Ian McArdell: “The use of time travel in Doctor Who, and the way in which we have met story elements out of sequence, has been greater in the era of the Eleventh Doctor than ever before. It can be thrilling, but at the same time resolutions such as ‘The Time of the Doctor’ can feel like an exercise of joining the dots. Goodness knows what the casual Christmas viewer made of this story that had so much to do, as well as building towards the regeneration. Even a hardened fan like me demanded an instant re-watch in order to catch all the details.

“Nevertheless, Matt Smith’s final performance was mighty impressive and Amy’s fleeting cameo brought a tear to the eye. So thank you Matt Smith, you came out of (almost) nowhere and utterly blew us away. We caught up with that old man behind the young body in a tremendous finale and, of course, saw a tantalising glimpse of his successor. The autumn never seemed so far away!”

 

Malcolm J Stewart: “It was, inevitably, an incredibly atypical Christmas episode that had to carry a weight of exposition not just for tonight, but for three series’ worth of themes and storylines. As such, despite the Carry On opening, it lacked the frothy, easy-to-follow directness of other festive instalments.

“I would be certain there were a lot of confused Nans on sofas tonight asking, ‘Who’s that? How does he know her? Are they the goodies or the baddies?’, and I would be equally certain that they were shhhed repeatedly by children who accepted this episode for what it was: a command performance – a final chance to revisit the greatest hits of Matt Smith’s era, and to give him the chance to reveal what we always knew was there all along, the old man beneath the drunk giraffe.

“Reimagining the Eleventh as a sheriff-cum-toymaker was both a singularly Christmas choice and also seemed to say something true about the character of the Doctor – a man whom, if we are to listen to Clara, we can finally give up on calling ‘Doctor Who’. The Doctor may like knock-knock jokes, but, on screen, if not in the playground, he doesn’t have to become one.

_Objectives_
1 – According to the Doctor Who reviews, what was the Eleventh Doctor reimagined as?
2 – Extend the Doctor Who reviews onward from their final sentence.

_Data excerpt_
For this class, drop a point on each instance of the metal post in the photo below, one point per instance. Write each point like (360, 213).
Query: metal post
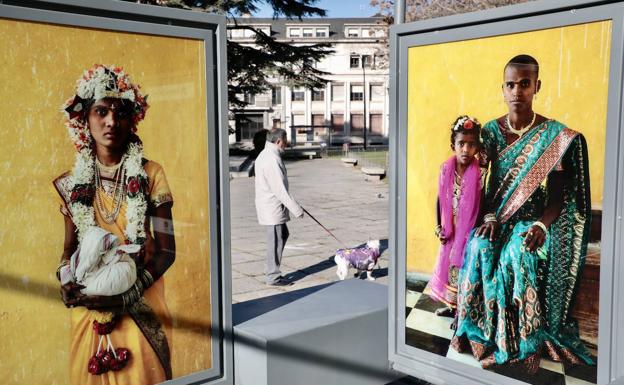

_Answers to the tasks_
1 – A sheriff-cum-toymaker.

2 –
“There was something scurillously atheistic lurking beneath the surface of the episode, which gave it a satirical edge: only in Doctor Who could a confessional be a teleport booth and the Silence an order of priests that seek to impose absolution through coercion. But while I liked Tasha Lem well enough, I could not help but imagine how much more resonant that part would have been if given to River Song: someone who, after all, had been engineered by the Church of the Silence and could easily have risen to its perverted spiritual head. Two lines of dialogue in particular – when Tasha reveals that she has found it easy to pilot the TARDIS, but never the Doctor, and when the Doctor reveals that she has been fighting the psychopath inside all her life – seemed tailor-made for River.

“Still, if River did not return, so many other elements did – including, in the most surprising cameo of all, fish fingers and custard – to overwhelm the ending with the feeling of bittersweet nostalgia that is the taste in regenerations these days.

“Matt was magnificent – never more so than as the aged toymaker whittling away at his wood. (That sentence came out pervier than I meant it to, but maybe I’m still affected by the nudge-nudge nudity of the beginning.) Raggedy man, we shall miss you. But then, you knew that already too.”

 

Ross Sweeney: “So I’m going to have to play Devil’s advocate on this one: that was fairly weak. I haven’t been the biggest fan of the Smith/Moffat era, but I was encouraged enough by the Doctor’s ‘Day’ to have been looking forward to his ‘Time’.

“Alas, my investment was in vain – what we were presented with on a cold Christmas Day was an incoherent mess of arbitrary throwbacks, bizarre plot developments hinging on single lines of half-baked dialogue, and some emotional blackmail thrown in there for good measure. There were some nice moments, sure, but on the whole it was just incomprehensible, on a par with Grant Morrison at his worst and endemic of everything that’s been wrong with the last few years of Who.

“I’m not even encouraged going forward – the regeneration was drawn out, hamfisted and ultimately underwhelming, with Capaldi’s momentary appearance not even close to being in keeping with the rage-infused eyes that we caught a glimpse of last month.”

 

Sarah Deen: “The last five or so minutes of ‘The Time of The Doctor’ were both moving and exciting. Matt Smith fans got to see him say a final farewell to ‘his’ companion Amy Pond and the role itself with the telling line “I’ll always remember when the Doctor was me”. It howled of something Steven Moffat let him say from the heart.

“Peter Capaldi’s first moments aboard the TARDIS punched you in the face and were delightfully bizarre. Sadly there was no comment about his not being ginger or any reference to Capaldi’s actual looks in a similar vein to Smith and his chin (or John Hurt talking about Christopher Eccleston’s ears in ‘The Day of the Doctor’), but he was loopy and ferocious and terribly handsome with it. The new series can’t get here fast enough.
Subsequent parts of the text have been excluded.